## Requirement A
In the interview, what does the speaker name as a favorite dish?
## Requirement B
List the values that the interview says students should know.
## Requirement C
Rewrite the interview from "This is the" to "your favourite food?", changing "collective wisdom" to "shared wisdom".

## Extract to read
"""

As governor, I brought the heads of various universities together and formed seven consortiums, all of which are especially close to my heart. In June, before the floods, I decided to devote my efforts to tackling climate change, the need for which has grown exponentially in the aftermath of the floods. One of the consortiums is dedicated to climate change that will assess its impact on agriculture and livelihoods and how to mitigate it. The idea is to bring together academic scholars in these areas under these consortiums. Another thing that is important for me is the character-building of students. While legislating laws in Parliament, I always tried to keep the University of Pennsylvania’s motto ‘Laws without morals are useless’ in my mind and tried to ensure that any law that I endorsed had morality rooted at its core. Therefore, character-building is close to my heart. Students should be taught professional skills but should know the values of truth, integrity, humility, grace, compassion, and gratitude. We need to find a way to inculcate these values in the tertiary education system. Other consortiums include women empowerment and development, use of technology in education and promotion of STEM education, drugs and narcotics control in educational institutions, entrepreneurship, and finally governance and fiscal management of our universities.
Sir, what is your position regarding the propaganda against trans persons and the campaign against the Transgender Persons (Protection of Rights) Act, 2O18 by Jamaat-e-Islami? We have seen a rise in hate crimes against transgender persons in Khyber Pakhtunkhwa and now this wave is coming to Punjab.
This is the direct result of the last four years of bad governance which is affecting all areas of life. Intolerance is rising resulting in violence and terrorism. Violence against transgender persons is part of the larger picture. It is annihilating the decency in the culture of debate on such legislative measures.
All laws are man-made and all hold potential for improvement. If new deliberations and concerns are coming to light, they will undoubtedly be handled while keeping the collective wisdom in sight. Rest assured that the PML-N has always worked and strived for the betterment of all factions in society, particularly minorities and will continue to do so.
Coming to your personal life, what’s your favourite food?
My favourite dish is ‘khushk gosht,’ which is sun-dried beef or mutton prepared especially in our area. I like to eat all kinds of food but I am especially fond of seafood. I could be dubbed a foodie but I enjoy all kinds of food in moderation.
What do you do for leisure and fitness?
I do my best to play tennis daily and try to incorporate exercise, swimming, and jogging into my routine, although it becomes difficult with the limited time I have due to work engagements. I have never been particularly fond of cricket but I do take great joy in racket sports, especially table tennis and badminton. I like to spend my time reading, however, due to previously mentioned time constraints I have taken to collecting books now and browsing through them whenever I get some time. I do not listen to music at all. Though I did listen to ghazals at a point I no longer have the time or habit of doing so. I have never liked anything that I could potentially grow dependent on, which is why I have always stayed away from smoking and stopped listening to music.
How do you balance work with family?
Alhamdulillah, I have always been a very family-oriented person. Three of my sons and one of my daughters moved in with me when the job required me to relocate to Lahore. One of my daughters is currently a medical student and the other is now happily married after graduating from LUMS. I, unfortunately, lost my wife and eldest son who was then 13 in a tragic road accident in 2019, but Alhamdulillah I have now married again and happily living together with my children.

"""

## Records shown
"""

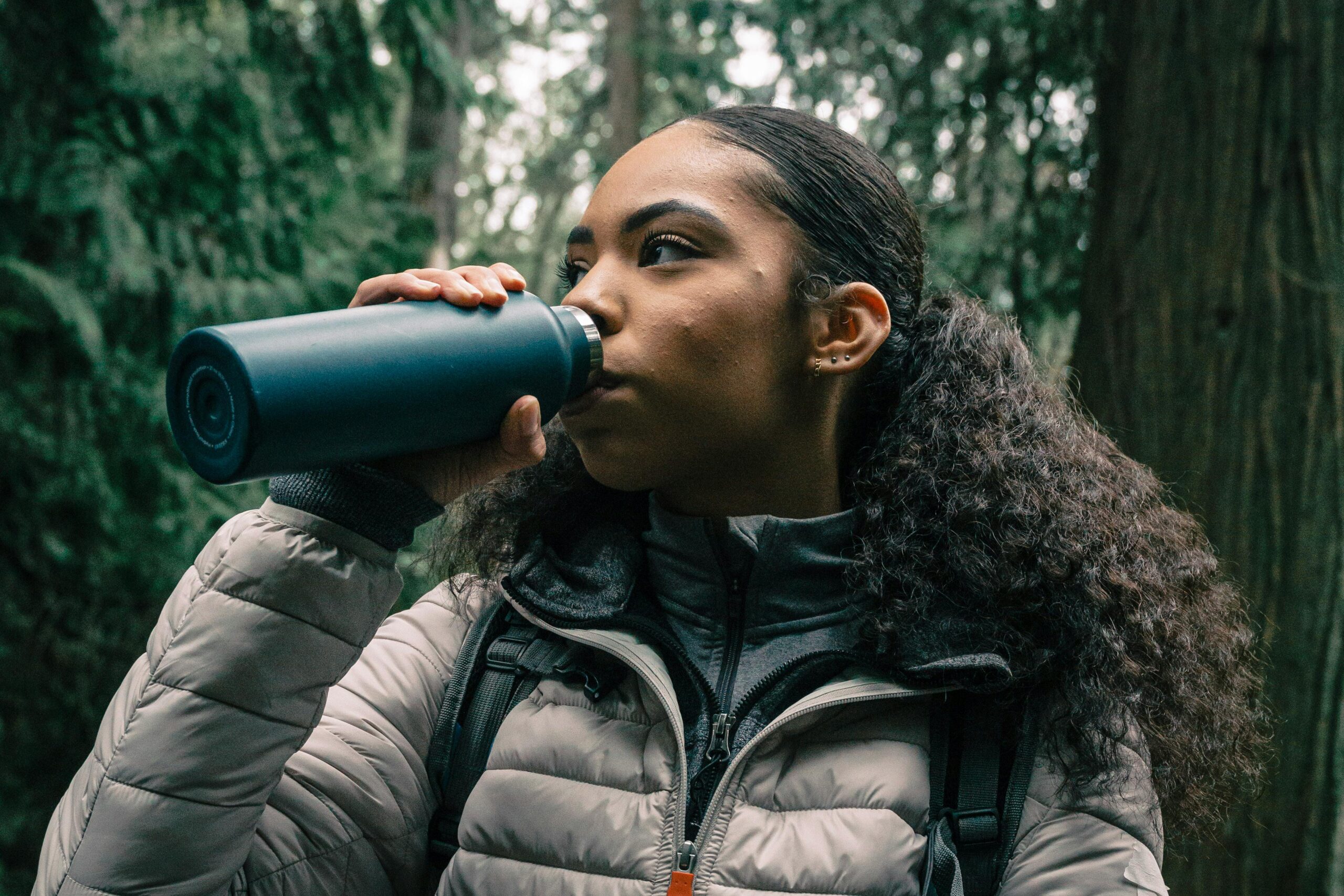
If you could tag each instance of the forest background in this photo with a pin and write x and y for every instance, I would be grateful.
(1153, 190)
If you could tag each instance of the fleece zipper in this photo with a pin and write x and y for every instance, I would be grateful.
(620, 644)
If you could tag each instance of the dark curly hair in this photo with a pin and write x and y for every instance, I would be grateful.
(995, 516)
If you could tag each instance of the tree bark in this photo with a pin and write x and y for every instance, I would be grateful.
(435, 143)
(624, 76)
(1213, 349)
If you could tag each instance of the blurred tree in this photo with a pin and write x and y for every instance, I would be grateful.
(162, 166)
(1213, 347)
(980, 108)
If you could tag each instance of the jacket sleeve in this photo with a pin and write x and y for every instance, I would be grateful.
(272, 736)
(1105, 841)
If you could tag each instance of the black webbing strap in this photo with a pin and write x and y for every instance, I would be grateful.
(965, 741)
(975, 821)
(499, 669)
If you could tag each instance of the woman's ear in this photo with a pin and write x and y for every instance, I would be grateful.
(857, 324)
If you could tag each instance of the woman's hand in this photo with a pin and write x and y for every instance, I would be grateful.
(447, 473)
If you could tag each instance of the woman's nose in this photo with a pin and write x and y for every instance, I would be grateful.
(604, 308)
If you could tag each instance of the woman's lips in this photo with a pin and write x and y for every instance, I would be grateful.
(605, 385)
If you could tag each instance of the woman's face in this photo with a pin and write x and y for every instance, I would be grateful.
(687, 277)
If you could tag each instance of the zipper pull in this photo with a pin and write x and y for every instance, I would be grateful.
(683, 872)
(719, 735)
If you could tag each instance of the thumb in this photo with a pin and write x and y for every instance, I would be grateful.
(523, 442)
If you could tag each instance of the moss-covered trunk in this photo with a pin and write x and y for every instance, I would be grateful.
(1213, 347)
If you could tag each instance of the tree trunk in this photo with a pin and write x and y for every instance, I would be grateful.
(624, 76)
(1213, 349)
(435, 143)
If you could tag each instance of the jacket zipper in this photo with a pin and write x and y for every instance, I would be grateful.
(734, 633)
(692, 848)
(689, 853)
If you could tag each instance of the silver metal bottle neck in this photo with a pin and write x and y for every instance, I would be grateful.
(593, 338)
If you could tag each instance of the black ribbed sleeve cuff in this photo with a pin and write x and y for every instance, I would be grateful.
(377, 505)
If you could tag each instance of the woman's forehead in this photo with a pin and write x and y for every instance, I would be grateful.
(676, 167)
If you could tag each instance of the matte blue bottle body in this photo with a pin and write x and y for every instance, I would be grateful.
(282, 395)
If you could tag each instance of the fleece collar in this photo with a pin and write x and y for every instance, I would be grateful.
(596, 577)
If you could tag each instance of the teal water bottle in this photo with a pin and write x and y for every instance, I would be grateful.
(257, 399)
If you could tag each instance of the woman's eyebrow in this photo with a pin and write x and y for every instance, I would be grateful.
(642, 217)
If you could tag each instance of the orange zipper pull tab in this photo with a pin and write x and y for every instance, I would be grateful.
(683, 872)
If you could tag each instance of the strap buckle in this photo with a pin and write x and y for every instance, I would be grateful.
(973, 825)
(507, 649)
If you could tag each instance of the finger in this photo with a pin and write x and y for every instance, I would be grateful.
(389, 287)
(508, 276)
(456, 288)
(484, 280)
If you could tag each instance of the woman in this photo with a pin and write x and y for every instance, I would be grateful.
(804, 503)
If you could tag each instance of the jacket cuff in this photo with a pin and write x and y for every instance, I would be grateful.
(377, 505)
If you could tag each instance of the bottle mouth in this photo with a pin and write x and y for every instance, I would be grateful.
(594, 340)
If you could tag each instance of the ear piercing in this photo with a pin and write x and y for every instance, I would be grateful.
(816, 364)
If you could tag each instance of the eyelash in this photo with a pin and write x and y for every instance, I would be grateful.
(565, 270)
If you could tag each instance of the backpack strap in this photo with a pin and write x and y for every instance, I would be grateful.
(970, 840)
(502, 661)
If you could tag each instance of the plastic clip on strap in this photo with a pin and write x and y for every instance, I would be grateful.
(510, 667)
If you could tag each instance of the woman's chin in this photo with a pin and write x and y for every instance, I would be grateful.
(616, 464)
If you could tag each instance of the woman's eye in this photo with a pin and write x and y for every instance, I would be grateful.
(664, 249)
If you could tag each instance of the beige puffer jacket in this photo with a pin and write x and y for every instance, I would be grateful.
(272, 739)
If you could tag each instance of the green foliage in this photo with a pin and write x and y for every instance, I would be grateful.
(162, 166)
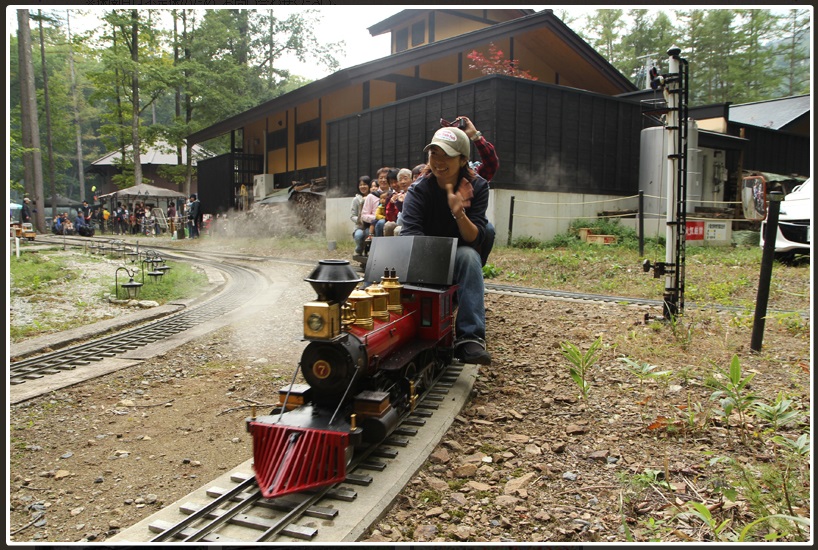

"""

## Response box A
Khushk gosht, which is sun-dried beef or mutton.

## Response box B
truth, integrity, humility, grace, compassion, gratitude

## Response box C
This is the direct result of the last four years of bad governance which is affecting all areas of life. Intolerance is rising resulting in violence and terrorism. Violence against transgender persons is part of the larger picture. It is annihilating the decency in the culture of debate on such legislative measures.
All laws are man-made and all hold potential for improvement. If new deliberations and concerns are coming to light, they will undoubtedly be handled while keeping the shared wisdom in sight. Rest assured that the PML-N has always worked and strived for the betterment of all factions in society, particularly minorities and will continue to do so.
Coming to your personal life, what’s your favourite food?